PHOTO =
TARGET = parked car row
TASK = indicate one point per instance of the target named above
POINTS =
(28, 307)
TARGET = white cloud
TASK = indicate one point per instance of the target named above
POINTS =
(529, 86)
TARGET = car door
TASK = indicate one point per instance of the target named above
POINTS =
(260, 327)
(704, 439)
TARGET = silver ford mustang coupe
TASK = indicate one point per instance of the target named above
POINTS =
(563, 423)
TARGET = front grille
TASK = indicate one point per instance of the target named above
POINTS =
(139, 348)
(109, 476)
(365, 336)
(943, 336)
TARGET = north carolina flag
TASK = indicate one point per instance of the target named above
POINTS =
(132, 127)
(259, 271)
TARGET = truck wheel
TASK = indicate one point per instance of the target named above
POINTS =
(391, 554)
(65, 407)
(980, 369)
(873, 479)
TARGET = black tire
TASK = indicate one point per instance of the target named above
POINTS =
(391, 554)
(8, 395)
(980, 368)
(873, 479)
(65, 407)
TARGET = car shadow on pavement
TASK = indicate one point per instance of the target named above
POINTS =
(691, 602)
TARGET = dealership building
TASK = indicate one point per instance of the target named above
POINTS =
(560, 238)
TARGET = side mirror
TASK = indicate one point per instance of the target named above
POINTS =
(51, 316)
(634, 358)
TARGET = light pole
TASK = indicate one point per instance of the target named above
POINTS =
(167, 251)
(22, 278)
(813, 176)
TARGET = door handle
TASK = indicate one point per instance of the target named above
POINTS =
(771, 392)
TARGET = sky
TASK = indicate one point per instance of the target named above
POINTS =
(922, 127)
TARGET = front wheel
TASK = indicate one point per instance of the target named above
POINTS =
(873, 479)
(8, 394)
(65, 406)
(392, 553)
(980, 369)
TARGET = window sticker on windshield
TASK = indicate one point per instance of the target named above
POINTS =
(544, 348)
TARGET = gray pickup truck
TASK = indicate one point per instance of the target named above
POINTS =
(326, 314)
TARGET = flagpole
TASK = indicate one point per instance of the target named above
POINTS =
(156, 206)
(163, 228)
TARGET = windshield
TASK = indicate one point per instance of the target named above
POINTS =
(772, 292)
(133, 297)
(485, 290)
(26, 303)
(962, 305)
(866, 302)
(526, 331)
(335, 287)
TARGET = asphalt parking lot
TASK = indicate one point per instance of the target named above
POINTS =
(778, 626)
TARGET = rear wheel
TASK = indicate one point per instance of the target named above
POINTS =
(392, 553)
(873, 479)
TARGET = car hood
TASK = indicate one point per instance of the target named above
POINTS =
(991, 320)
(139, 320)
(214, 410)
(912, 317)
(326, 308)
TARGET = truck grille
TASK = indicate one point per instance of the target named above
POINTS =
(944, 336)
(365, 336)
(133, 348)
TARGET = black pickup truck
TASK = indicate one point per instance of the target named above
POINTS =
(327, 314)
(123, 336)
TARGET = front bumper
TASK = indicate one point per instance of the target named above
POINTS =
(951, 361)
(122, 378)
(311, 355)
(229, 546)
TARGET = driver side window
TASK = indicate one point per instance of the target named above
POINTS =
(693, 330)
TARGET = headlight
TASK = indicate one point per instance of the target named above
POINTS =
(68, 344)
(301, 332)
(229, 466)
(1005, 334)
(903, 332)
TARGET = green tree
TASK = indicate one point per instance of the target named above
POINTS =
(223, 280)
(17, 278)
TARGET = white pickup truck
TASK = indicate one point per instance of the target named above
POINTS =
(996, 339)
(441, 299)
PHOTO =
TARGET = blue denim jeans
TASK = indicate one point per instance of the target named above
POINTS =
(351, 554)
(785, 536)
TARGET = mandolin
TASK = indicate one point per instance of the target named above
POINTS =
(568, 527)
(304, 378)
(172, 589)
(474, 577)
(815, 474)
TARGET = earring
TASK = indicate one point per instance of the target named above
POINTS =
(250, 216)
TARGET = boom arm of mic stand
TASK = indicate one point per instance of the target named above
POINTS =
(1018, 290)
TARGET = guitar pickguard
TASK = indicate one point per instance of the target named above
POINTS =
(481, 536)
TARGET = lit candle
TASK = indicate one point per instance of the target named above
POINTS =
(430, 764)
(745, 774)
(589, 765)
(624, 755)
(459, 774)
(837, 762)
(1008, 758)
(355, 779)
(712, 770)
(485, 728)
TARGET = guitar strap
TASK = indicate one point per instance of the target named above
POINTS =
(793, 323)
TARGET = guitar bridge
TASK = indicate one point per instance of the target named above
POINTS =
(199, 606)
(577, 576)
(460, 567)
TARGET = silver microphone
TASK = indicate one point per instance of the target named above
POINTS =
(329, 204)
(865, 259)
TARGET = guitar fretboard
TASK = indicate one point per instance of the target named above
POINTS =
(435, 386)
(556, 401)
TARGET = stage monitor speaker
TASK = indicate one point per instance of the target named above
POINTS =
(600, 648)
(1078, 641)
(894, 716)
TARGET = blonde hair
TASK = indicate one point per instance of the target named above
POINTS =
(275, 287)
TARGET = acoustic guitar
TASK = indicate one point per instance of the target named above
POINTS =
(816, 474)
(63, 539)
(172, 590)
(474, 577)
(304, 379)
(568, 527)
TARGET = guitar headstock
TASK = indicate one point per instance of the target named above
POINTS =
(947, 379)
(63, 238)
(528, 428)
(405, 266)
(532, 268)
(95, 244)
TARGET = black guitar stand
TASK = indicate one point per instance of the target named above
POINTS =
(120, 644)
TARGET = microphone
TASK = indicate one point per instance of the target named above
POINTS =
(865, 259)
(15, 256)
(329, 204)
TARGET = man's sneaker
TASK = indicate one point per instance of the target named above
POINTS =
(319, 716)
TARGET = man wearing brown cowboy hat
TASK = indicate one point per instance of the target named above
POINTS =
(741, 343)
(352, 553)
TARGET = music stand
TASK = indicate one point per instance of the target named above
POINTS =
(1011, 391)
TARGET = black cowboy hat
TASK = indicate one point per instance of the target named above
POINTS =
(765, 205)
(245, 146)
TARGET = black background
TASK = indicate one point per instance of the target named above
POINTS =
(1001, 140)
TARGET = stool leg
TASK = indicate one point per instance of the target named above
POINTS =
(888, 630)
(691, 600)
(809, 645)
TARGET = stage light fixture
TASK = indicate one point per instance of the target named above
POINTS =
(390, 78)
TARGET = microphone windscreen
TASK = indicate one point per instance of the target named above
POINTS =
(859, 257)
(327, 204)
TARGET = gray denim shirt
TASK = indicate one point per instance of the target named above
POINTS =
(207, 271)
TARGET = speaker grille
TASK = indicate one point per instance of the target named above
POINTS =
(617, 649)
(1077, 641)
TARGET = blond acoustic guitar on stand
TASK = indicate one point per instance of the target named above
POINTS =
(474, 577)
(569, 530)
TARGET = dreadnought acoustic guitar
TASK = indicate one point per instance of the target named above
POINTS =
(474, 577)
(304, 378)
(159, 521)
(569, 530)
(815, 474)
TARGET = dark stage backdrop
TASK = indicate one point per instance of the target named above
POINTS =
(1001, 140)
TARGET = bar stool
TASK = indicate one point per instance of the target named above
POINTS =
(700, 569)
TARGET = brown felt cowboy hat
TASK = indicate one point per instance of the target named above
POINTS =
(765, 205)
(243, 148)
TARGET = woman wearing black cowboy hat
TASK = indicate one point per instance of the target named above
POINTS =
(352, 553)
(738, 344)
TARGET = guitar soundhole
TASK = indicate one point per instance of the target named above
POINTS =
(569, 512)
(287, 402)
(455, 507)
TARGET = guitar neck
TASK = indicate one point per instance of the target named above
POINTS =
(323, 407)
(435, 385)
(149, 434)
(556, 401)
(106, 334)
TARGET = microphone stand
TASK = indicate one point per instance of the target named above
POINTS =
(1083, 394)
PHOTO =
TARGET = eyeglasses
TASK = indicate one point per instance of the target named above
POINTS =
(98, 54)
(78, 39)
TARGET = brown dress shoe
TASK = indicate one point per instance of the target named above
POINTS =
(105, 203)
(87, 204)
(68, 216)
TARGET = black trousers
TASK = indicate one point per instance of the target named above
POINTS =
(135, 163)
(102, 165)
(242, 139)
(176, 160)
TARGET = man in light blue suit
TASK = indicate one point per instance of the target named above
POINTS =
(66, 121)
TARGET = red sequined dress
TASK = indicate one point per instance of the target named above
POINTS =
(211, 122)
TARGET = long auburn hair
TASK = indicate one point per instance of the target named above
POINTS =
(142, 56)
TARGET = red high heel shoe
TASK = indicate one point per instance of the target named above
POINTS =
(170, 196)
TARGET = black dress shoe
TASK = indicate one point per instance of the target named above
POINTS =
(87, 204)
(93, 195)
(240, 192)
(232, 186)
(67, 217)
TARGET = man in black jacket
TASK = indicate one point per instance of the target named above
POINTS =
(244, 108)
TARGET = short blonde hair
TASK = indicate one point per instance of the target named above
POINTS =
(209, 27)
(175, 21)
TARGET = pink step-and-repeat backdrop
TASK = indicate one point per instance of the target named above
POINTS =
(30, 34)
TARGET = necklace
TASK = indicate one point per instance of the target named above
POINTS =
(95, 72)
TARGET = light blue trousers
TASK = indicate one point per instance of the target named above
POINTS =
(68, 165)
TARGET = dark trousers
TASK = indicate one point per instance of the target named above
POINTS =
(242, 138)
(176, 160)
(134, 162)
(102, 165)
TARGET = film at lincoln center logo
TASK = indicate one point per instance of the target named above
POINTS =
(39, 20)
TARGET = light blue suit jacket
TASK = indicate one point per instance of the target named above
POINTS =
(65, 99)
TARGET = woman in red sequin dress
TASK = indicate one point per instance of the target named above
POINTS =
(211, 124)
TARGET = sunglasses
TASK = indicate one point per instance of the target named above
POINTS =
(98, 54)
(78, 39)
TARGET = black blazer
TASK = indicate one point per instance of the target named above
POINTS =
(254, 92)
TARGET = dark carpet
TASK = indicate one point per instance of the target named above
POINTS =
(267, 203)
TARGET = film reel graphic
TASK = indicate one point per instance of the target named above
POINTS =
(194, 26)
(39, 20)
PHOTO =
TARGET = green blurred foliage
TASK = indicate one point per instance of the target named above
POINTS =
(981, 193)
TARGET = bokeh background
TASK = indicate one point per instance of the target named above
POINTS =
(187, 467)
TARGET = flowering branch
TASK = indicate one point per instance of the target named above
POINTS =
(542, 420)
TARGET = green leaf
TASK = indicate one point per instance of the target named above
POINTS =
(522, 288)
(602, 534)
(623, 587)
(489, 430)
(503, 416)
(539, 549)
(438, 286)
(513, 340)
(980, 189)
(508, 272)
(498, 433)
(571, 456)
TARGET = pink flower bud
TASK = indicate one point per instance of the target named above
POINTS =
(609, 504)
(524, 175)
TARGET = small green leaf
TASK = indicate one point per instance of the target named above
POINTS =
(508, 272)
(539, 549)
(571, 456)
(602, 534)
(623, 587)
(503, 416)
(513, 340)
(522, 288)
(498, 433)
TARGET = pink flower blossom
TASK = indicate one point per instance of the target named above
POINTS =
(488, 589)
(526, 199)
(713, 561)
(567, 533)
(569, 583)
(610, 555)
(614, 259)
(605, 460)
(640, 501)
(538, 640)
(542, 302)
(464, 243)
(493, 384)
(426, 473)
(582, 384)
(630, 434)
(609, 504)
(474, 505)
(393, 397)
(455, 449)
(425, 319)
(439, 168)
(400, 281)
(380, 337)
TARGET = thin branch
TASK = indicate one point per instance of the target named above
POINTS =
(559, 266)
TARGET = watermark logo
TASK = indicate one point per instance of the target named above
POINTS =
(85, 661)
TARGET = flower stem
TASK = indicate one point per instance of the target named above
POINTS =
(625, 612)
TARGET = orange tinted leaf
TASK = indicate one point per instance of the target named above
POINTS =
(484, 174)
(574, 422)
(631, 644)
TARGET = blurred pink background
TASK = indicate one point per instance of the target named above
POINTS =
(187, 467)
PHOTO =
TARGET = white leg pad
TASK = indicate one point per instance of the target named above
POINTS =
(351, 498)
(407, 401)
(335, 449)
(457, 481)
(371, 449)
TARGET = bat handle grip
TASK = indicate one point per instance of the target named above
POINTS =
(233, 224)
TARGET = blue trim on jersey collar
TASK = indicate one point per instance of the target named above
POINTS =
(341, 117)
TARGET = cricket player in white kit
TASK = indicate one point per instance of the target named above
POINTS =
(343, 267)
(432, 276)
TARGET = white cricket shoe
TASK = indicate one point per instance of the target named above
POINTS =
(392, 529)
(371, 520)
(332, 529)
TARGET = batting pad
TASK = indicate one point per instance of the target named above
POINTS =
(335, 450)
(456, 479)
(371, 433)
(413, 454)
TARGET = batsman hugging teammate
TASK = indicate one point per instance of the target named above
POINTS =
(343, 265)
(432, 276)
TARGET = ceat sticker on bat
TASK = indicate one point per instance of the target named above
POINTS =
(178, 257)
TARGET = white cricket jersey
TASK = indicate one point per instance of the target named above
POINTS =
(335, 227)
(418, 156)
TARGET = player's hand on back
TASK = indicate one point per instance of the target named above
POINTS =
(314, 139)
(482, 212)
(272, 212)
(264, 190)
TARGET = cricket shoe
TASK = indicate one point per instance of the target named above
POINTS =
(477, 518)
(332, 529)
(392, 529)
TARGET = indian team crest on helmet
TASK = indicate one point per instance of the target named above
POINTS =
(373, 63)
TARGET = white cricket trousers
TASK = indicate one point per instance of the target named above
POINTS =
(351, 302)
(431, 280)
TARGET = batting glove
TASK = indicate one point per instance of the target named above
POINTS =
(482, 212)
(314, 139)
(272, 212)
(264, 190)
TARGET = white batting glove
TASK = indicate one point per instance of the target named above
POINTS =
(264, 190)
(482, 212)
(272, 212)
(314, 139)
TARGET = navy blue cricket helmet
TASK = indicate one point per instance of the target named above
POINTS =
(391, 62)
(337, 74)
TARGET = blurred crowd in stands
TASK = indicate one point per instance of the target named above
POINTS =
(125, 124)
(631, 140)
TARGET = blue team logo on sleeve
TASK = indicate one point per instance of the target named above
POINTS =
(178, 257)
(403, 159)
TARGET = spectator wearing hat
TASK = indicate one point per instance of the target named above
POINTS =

▶ **Work to complete**: Rewrite the stretch of lines from the one containing "TARGET = music stand" through the one containing "(1083, 394)", both included, keeping every line in place. Scale each point coordinate by 0.9 and round it to a whole number, with halves rounding up.

▶ **Full output**:
TARGET = music stand
TASK = indicate one point per instance of the target named above
POINTS =
(910, 352)
TARGET = black cowboy hat
TASK = indicate one point per instance of the target named above
POINTS =
(689, 185)
(221, 131)
TARGET = black background
TASK = indicate one point per instance of the target named above
POINTS =
(901, 126)
TARGET = stool leg
TASK = indicate one point per instance of the target named above
POINTS =
(799, 567)
(622, 540)
(728, 581)
TARGET = stage light fixture
TASK = indicate one point per instance of the target named above
POINTS =
(351, 70)
TARGET = microphone windscreen
TASK = indicate one point per instance of the target named above
POINTS =
(773, 231)
(294, 184)
TARGET = gray denim shirt
TASK = indicate one point per instance of the target named above
POINTS =
(186, 244)
TARGET = speaker grille
TASK = indicate one point per instance of the target named above
POINTS =
(555, 584)
(969, 577)
TARGET = blond acoustic guitar on stand
TASK = indicate one point per instance of the target named above
POINTS =
(427, 519)
(512, 477)
TARGET = dreadnought acoustic guitar
TASK = indicate one point per instance of the target named above
POINTS =
(427, 519)
(274, 340)
(143, 469)
(512, 477)
(734, 427)
TARGET = dark stage backdrop
TASK = indicate one point per instance of the target named above
POINTS =
(901, 126)
TARGET = bar stool
TASK = indicate one point per instance of the target named above
POINTS =
(630, 512)
TARGET = brown felt cowboy hat
TASK = indicate one point per instance of the target named above
POINTS =
(689, 185)
(219, 133)
TARGET = woman wearing black cowboy hat
TASK = indicate one point per instance of the target named above
POINTS =
(317, 498)
(664, 310)
TARGET = guitar soundhole
TASK = indicate one point per instance of the target named above
POINTS =
(512, 461)
(258, 362)
(410, 456)
TARGET = guitar neck
TASK = indicate one point per instance of the target named above
POINTS =
(291, 366)
(392, 347)
(134, 391)
(500, 361)
(95, 301)
TARGET = microphone stand
TASK = indicate one point per instance of the target named above
POINTS =
(975, 355)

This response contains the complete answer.